Exercise aim. Please rescale the part of the records that opens with the line containing "red metal pole -> outlines, every instance" and closes at the end of the records. Reproduce every line, requests included, but multiply each coordinate in the answers by 0.6 and round it to a whole number, rounding halves up.

Records provided.
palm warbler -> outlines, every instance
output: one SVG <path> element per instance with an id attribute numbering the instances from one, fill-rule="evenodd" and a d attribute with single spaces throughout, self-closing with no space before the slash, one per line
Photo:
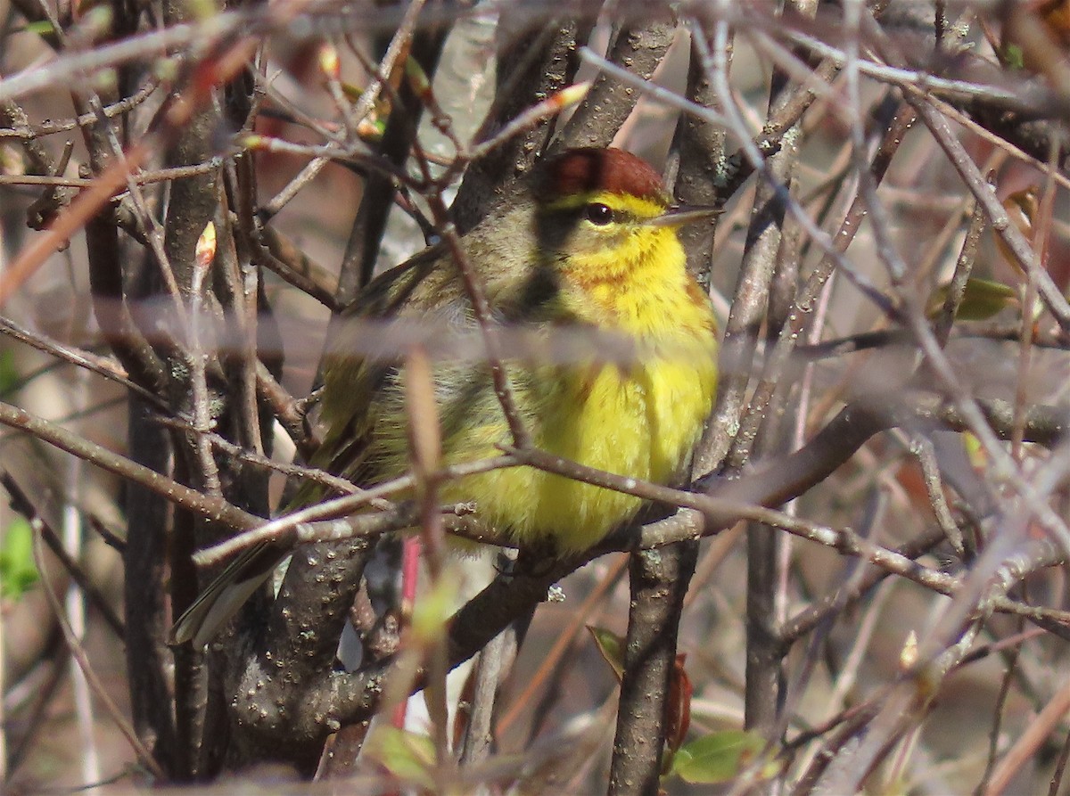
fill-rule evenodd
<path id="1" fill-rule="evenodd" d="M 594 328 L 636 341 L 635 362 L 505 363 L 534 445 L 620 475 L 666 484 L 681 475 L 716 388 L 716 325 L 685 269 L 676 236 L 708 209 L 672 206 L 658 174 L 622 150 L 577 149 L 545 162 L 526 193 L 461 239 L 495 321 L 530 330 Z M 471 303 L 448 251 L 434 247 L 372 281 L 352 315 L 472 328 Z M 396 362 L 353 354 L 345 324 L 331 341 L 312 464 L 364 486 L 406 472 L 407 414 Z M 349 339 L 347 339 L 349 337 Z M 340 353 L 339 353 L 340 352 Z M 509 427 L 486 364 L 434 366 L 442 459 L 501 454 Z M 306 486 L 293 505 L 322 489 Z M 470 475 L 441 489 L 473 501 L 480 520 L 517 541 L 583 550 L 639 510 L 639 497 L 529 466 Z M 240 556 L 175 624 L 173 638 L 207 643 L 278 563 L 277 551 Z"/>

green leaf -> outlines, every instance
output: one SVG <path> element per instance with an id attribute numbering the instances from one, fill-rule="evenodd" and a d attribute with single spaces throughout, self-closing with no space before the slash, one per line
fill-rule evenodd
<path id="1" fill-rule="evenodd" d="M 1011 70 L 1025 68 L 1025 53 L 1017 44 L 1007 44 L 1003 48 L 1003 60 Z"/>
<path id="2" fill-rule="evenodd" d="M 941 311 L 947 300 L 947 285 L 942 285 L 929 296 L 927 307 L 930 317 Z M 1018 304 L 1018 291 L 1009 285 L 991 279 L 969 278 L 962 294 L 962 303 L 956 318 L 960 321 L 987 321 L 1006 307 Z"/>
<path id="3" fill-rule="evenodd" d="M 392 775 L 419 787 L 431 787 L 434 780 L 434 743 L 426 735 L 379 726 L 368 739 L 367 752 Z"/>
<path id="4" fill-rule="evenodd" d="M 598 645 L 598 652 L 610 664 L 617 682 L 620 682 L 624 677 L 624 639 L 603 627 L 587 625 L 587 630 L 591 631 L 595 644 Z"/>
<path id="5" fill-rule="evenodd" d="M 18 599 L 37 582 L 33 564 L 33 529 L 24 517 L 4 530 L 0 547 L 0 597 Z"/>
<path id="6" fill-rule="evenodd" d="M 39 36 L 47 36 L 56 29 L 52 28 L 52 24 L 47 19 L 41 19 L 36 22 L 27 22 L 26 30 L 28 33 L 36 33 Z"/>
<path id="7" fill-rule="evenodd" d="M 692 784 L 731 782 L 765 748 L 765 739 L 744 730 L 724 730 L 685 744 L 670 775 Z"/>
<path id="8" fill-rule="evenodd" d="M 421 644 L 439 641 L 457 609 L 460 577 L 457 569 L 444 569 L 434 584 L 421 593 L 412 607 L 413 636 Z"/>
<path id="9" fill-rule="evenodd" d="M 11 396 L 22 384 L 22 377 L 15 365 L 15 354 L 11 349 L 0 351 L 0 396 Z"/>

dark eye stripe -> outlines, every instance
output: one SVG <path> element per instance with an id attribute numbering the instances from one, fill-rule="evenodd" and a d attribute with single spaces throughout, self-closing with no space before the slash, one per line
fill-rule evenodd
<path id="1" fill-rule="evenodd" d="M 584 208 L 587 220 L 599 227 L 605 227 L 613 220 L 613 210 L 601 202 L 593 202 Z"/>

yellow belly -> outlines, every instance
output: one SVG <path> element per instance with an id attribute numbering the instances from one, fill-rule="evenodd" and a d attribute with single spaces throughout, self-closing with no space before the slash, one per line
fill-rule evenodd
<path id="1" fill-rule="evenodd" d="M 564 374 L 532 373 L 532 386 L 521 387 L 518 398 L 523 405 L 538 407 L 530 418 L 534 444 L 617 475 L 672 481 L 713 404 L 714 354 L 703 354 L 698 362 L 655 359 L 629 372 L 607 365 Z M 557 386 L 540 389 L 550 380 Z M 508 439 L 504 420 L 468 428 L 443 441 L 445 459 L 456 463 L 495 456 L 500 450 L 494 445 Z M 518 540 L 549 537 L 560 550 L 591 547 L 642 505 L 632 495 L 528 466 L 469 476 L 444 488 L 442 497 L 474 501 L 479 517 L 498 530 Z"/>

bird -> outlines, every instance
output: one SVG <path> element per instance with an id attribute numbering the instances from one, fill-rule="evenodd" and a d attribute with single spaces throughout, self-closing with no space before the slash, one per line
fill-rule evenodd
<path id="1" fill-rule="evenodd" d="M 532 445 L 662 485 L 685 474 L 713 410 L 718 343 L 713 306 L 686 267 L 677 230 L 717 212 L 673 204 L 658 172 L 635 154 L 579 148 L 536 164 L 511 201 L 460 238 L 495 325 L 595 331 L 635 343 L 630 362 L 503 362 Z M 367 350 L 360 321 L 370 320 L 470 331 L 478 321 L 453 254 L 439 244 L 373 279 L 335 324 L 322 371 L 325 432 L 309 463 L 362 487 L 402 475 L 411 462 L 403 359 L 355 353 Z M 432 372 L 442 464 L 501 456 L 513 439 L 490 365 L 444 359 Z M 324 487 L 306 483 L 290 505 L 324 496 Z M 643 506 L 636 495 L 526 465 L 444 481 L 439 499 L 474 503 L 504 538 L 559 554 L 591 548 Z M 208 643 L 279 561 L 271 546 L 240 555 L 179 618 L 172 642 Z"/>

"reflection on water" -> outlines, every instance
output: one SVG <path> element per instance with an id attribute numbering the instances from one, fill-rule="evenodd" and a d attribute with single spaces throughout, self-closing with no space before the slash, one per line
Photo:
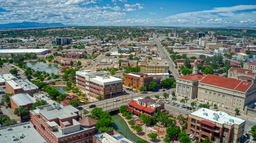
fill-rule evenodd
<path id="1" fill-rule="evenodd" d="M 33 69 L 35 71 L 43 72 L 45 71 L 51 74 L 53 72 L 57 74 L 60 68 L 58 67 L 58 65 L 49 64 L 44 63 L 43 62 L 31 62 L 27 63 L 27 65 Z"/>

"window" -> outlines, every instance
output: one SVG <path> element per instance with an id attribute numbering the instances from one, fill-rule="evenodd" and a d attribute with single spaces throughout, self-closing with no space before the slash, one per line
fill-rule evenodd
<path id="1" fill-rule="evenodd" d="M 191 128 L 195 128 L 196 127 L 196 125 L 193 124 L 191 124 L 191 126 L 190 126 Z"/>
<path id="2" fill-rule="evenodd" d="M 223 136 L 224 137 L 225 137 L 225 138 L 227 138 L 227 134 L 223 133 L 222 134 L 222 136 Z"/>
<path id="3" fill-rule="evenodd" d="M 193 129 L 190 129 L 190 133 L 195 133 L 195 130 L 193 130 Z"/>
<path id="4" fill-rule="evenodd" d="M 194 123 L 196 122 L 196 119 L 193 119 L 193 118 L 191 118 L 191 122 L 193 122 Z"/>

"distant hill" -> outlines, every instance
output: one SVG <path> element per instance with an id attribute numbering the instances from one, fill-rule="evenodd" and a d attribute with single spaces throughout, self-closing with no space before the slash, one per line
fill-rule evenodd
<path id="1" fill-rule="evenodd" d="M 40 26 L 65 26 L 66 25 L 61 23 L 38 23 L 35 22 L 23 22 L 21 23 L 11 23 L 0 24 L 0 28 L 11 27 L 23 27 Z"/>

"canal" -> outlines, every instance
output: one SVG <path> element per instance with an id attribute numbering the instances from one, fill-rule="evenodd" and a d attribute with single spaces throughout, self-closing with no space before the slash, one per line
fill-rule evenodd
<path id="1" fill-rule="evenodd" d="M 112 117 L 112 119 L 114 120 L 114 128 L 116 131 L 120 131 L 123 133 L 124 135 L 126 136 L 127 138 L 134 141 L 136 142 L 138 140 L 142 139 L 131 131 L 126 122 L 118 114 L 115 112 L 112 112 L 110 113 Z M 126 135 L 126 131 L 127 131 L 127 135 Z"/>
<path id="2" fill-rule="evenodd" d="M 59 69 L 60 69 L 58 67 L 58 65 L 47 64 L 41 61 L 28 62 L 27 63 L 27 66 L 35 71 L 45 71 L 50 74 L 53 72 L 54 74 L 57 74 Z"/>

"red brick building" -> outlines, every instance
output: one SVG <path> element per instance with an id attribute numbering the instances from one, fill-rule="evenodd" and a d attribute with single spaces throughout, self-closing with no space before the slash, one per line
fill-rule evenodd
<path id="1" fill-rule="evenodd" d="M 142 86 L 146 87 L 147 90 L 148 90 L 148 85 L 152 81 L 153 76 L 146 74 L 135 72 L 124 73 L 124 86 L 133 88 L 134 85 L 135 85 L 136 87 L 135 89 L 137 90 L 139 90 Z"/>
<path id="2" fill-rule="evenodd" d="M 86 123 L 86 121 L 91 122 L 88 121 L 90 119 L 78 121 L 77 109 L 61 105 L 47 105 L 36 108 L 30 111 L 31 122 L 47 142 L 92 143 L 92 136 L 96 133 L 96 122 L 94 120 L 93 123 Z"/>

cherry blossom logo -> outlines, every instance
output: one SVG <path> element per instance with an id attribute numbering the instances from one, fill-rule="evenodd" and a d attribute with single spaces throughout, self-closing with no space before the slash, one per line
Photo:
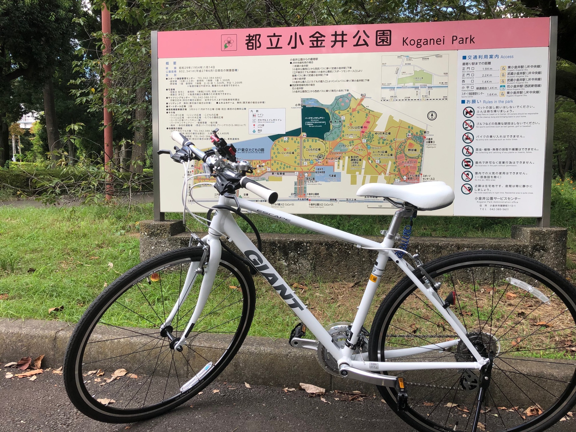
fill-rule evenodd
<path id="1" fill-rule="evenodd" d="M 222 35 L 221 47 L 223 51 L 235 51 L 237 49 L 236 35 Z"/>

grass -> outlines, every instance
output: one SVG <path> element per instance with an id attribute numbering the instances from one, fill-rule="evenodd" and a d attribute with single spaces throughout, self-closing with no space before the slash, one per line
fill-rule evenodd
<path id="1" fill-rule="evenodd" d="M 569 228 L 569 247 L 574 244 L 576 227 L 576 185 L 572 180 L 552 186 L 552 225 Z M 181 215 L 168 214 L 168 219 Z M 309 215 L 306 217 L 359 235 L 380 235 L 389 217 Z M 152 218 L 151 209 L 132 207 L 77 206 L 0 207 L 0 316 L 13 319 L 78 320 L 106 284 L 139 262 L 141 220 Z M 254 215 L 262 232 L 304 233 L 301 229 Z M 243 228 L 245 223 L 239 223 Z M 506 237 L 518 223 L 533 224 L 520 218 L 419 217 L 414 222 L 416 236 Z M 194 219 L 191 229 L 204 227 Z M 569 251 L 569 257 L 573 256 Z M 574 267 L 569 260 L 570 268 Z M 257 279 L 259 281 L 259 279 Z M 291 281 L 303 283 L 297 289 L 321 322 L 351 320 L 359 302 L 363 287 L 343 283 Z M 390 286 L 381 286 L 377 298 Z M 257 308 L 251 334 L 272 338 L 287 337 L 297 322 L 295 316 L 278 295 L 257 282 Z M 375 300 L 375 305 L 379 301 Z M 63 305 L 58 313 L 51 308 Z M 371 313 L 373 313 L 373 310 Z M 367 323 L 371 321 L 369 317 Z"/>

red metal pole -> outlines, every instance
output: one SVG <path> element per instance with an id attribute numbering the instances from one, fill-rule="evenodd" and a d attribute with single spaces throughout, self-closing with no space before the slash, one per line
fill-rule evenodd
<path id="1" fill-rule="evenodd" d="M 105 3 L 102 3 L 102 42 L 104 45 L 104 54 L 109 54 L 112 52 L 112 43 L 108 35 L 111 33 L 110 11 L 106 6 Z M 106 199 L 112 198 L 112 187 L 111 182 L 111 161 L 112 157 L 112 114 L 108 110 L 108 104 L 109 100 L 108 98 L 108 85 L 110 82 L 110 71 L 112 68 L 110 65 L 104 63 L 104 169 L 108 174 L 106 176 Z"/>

Reply.
red metal pole -> outlines, every instance
output: one SVG <path> element per instance with an id attribute numbering the instances from one, fill-rule="evenodd" and a d attribute with single spaces throughout, self-closing with no space before the slash, one per line
fill-rule evenodd
<path id="1" fill-rule="evenodd" d="M 63 2 L 61 2 L 61 25 L 62 27 L 62 32 L 65 32 L 67 31 L 67 26 L 65 21 L 67 20 L 66 7 L 64 4 Z M 64 119 L 67 119 L 67 112 L 67 109 L 67 97 L 67 94 L 67 68 L 65 66 L 65 62 L 65 60 L 65 59 L 65 51 L 66 49 L 66 43 L 67 41 L 66 39 L 62 38 L 62 101 L 65 104 L 64 106 Z"/>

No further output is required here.